>> begin
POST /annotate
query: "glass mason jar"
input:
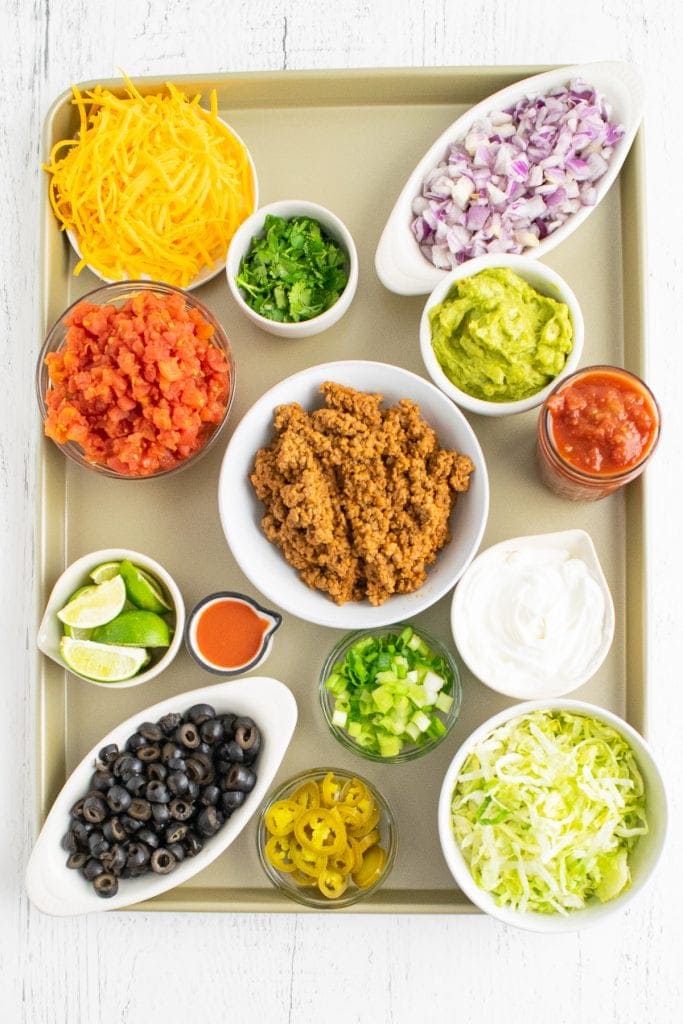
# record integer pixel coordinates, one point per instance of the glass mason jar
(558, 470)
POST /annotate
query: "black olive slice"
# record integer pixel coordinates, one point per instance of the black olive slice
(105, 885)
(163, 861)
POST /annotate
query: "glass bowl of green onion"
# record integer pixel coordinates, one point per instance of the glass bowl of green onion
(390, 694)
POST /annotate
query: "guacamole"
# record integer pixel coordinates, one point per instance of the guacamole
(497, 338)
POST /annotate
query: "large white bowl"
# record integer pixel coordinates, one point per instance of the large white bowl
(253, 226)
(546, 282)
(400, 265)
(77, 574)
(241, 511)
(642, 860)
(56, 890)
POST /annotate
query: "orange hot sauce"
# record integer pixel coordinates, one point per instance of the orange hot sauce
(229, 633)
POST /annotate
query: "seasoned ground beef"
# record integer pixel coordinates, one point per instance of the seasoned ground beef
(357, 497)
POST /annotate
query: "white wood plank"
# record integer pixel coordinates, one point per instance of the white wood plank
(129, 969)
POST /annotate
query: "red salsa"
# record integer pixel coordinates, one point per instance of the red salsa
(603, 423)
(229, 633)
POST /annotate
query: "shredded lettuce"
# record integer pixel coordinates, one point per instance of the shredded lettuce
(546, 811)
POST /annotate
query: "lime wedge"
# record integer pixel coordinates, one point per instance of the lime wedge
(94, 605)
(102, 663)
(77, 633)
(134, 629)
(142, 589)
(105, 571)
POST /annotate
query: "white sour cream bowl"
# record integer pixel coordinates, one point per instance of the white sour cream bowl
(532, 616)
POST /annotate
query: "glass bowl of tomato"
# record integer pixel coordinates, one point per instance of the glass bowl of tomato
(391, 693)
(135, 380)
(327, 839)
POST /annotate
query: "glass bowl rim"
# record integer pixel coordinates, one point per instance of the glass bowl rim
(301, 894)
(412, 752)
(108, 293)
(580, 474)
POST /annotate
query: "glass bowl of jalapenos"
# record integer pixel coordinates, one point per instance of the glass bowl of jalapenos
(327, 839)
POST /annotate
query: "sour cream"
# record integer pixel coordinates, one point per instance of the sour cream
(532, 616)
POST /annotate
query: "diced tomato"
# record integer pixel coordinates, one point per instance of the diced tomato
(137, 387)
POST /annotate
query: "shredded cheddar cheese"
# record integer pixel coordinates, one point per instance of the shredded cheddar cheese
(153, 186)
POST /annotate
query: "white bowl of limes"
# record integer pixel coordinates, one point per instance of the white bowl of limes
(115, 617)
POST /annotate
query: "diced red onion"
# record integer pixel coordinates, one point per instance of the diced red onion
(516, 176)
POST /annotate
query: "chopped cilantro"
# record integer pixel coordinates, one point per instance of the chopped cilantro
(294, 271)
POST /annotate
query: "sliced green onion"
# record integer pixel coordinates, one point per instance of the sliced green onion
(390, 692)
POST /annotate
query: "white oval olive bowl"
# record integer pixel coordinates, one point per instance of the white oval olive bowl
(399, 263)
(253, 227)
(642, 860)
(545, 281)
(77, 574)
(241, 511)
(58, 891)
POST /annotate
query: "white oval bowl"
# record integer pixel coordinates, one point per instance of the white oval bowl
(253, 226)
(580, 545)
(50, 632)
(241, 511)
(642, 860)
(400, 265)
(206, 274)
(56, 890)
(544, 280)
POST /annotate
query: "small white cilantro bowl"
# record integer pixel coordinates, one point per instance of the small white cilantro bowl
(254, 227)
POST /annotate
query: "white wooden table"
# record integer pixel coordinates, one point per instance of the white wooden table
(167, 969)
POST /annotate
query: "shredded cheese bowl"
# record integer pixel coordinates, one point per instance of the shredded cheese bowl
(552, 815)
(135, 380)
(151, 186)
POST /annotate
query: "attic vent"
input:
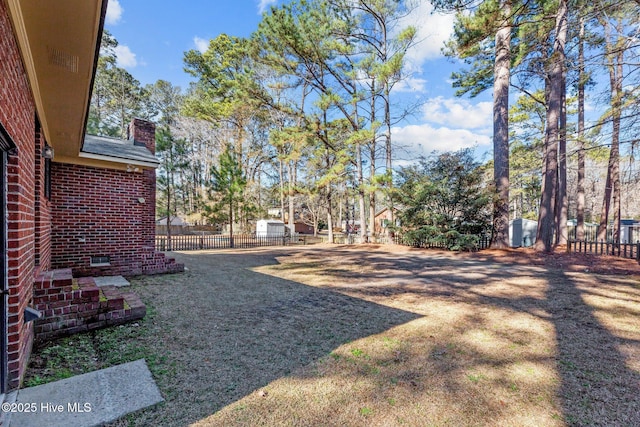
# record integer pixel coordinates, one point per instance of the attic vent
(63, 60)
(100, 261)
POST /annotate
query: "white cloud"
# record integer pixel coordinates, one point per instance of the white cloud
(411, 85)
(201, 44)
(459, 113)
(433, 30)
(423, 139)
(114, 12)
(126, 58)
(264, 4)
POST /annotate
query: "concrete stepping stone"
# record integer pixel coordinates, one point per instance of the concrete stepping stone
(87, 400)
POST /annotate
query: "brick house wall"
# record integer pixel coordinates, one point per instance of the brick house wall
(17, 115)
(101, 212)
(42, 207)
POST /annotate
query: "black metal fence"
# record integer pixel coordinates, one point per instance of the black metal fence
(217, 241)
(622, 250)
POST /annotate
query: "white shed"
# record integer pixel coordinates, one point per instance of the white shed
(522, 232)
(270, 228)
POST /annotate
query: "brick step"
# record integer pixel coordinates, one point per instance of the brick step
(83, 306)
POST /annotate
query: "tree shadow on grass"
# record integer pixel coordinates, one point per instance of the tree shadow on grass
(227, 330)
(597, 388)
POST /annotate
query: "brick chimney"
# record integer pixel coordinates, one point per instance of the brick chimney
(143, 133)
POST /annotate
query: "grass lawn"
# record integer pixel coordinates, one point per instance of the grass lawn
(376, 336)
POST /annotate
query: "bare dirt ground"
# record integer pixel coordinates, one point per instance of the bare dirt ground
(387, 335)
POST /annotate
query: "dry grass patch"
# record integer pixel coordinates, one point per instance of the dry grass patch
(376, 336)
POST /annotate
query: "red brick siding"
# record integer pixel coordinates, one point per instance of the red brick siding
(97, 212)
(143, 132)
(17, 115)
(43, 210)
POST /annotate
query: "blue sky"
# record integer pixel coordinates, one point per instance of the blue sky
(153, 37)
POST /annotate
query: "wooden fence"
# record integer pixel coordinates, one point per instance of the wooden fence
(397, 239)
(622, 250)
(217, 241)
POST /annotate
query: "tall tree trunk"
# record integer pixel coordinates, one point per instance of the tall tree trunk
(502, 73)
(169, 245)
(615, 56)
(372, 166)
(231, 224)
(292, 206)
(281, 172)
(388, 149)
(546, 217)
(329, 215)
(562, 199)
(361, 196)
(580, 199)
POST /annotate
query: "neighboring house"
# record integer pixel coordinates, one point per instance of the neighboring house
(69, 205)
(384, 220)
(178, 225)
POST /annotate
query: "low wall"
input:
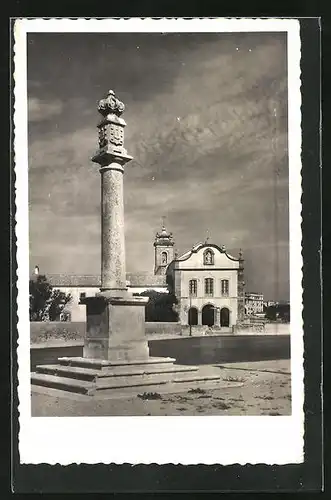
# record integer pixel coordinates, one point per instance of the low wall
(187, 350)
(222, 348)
>> end
Write out the records above once more, word for word, with no pictures.

POST /annotate
query: "glass mason jar"
input:
# record integer pixel coordinates, one point per instance of the glass mason jar
(558, 470)
POST /annotate
query: "black olive slice"
# record integer pixel coordinates, one point per instance of the black olive slice
(105, 885)
(163, 861)
POST /annotate
query: "glass bowl of green onion"
# record integer pixel coordinates, one point per instance of the glass bowl of green onion
(390, 694)
POST /annotate
query: "guacamole"
# record integer pixel coordinates, one point per instance of the guacamole
(497, 338)
POST /annotate
query: "large white bowl"
# record integer pixel coordinates, one point per instance of the large white bowl
(253, 226)
(546, 282)
(400, 265)
(77, 574)
(241, 511)
(642, 860)
(56, 890)
POST /annotate
query: "orange hot sauce"
# record integer pixel coordinates, one point per instance of the orange hot sauce
(229, 633)
POST /annotate
query: "seasoned ground beef"
# record integer pixel coordinates, one point per instance of the seasoned ground beef
(357, 497)
POST /annotate
query: "white wood plank"
# record integer pixel coordinates, one point per instance of the white wood plank
(129, 969)
POST /annotate
query: "red salsa"
# record integer pixel coordinates, one point per instance of the red salsa
(603, 423)
(229, 633)
POST /annotate
query: "shredded lettuce"
# record integer pixel coordinates, one point per instance of the shredded lettuce
(546, 811)
POST /annotate
query: "lime wedge"
# record integer pixel coordinates, one point per instance of the lime wedge
(94, 605)
(102, 663)
(77, 633)
(134, 629)
(142, 589)
(105, 571)
POST /annotate
query: "white sour cream bowl"
# record integer pixel coordinates, one point per instance of the white sour cream bowl
(532, 616)
POST /annotate
query: "glass bowl of tomato"
# record integer pixel coordinates, one point per instance of the glass bowl of tomato
(391, 693)
(135, 380)
(327, 839)
POST /annotate
query: "glass bowl rim"
# record integer pixel coordinates, one point per instance of the glass bowl rim
(301, 894)
(412, 752)
(108, 293)
(580, 474)
POST /annotate
query: "glass bowl of jalapenos"
# record integer pixel coordinates, one point per instance of the glass bowl of jalapenos
(327, 839)
POST /annotate
query: "sour cream"
# record integer pixel coordinates, one point per instance of the sour cream
(532, 616)
POST /annotate
query: "diced tomato"
# record integer pixel coordinates, one point per instance of the diced tomato
(137, 387)
POST /annotate
query: "shredded cheddar cheese"
# record integer pixel coordinates, one point per instance of the shredded cheddar cheese
(153, 186)
POST /annotate
query: "white bowl of limes"
# record integer pixel coordinates, one point per instance of the white bowl of limes
(115, 617)
POST /annotate
query: "diced red onion"
# record integer pixel coordinates, one point per instance of the diced red onion
(516, 176)
POST /annotate
query: "chopped cilantro"
# record integer pixel coordinates, one point per instance of the chopped cilantro
(294, 271)
POST /annotate
query: "sliced green onion"
# record integer pixel coordinates, one point per instance of the sliced green onion
(390, 692)
POST /annotate
query: "white oval olive bowl"
# record integer pixel coordinates, one point per instance of the white oval olive bowl
(399, 263)
(253, 227)
(642, 860)
(545, 281)
(77, 574)
(241, 511)
(58, 891)
POST /annotate
query: "white oval bowl"
# record integer pixel coordinates, one point per instance of the white oval bowl
(253, 226)
(580, 545)
(50, 632)
(241, 511)
(642, 860)
(400, 265)
(206, 274)
(56, 890)
(544, 280)
POST /annotate
query: "small white cilantro bowl"
# record integer pixel coordinates, one point per instance of the small white cilantro bowl
(254, 227)
POST /annotate
query: "white wooden table"
# record integer pixel coordinates, one point per instance of the white wooden table
(167, 969)
POST /annotate
query: "shredded cheese bowl"
# record integer pixel coordinates, one point per instance of the shredded cheese bowl
(552, 815)
(135, 380)
(151, 186)
POST /annotate
query: "attic vent"
input:
# record integer pixel coordinates, one point per instance of the attic vent
(63, 60)
(100, 261)
POST /annotate
query: "white cloud"
# record integer pixel coordinates, one point per instance of the white cloud
(411, 85)
(201, 44)
(459, 113)
(433, 30)
(423, 139)
(114, 12)
(126, 58)
(264, 4)
POST /annotate
query: "concrete stepping stone"
# record integer pixel coordinates, one point per instance of the concrete stepping stone
(87, 400)
POST /annotate
query: "brick house wall"
# record integer pixel coordinates, one point per instance of the brick house wall
(17, 115)
(101, 212)
(42, 207)
POST /annotate
query: "black metal fence"
# record integer pixel coordinates, one point per instance of the black metal fence
(217, 241)
(622, 250)
POST /annotate
query: "white shed"
# record integer pixel coordinates, one point per instance of the white shed
(522, 232)
(270, 228)
POST /annotate
query: "brick step"
# record integer pixel coordinates, one point per instance of the brick step
(83, 306)
POST /annotate
query: "tree shadow on grass"
# record integer pixel coordinates, one point per instance of the tree shadow on grass
(227, 330)
(597, 388)
POST /annotate
query: "brick chimney"
# record integer pixel coordinates, one point per instance of the brick chimney
(143, 133)
POST /annotate
query: "grass lawn"
# record integer pixel coordinates, one point per instance of the grass lawn
(376, 336)
POST /annotate
query: "bare dirt ground"
# record integer pixel coordinates, one point per instance of the bare dirt ground
(387, 335)
POST /annotate
query: "dry grass patch"
# record integer pixel coordinates, one point per instance of the dry grass patch
(376, 336)
POST /annotate
query: "red brick siding"
# record integer pixel coordinates, one point per instance of the red brick siding
(97, 212)
(143, 132)
(17, 115)
(43, 210)
POST /annotate
query: "blue sky"
# record integer pixel coordinates, one point per instance of the blue sky
(153, 37)
POST /annotate
query: "wooden fence"
# record integer pixel coordinates, one point per instance of the wooden fence
(397, 239)
(622, 250)
(217, 241)
POST /annotate
query: "tall tree trunk"
# record integer pixel coordinates, one point per instance of the tall tree trunk
(502, 73)
(169, 245)
(615, 56)
(372, 166)
(231, 224)
(292, 206)
(281, 172)
(388, 149)
(546, 217)
(329, 215)
(562, 199)
(361, 196)
(580, 199)
POST /annotate
query: "neighboring house"
# record integer pixel coordinates, one point per instance of the neighboring house
(69, 205)
(384, 220)
(178, 225)
POST /annotate
query: "low wall"
input:
# record integer pixel coordinates, one point per instance of the low wall
(187, 350)
(222, 348)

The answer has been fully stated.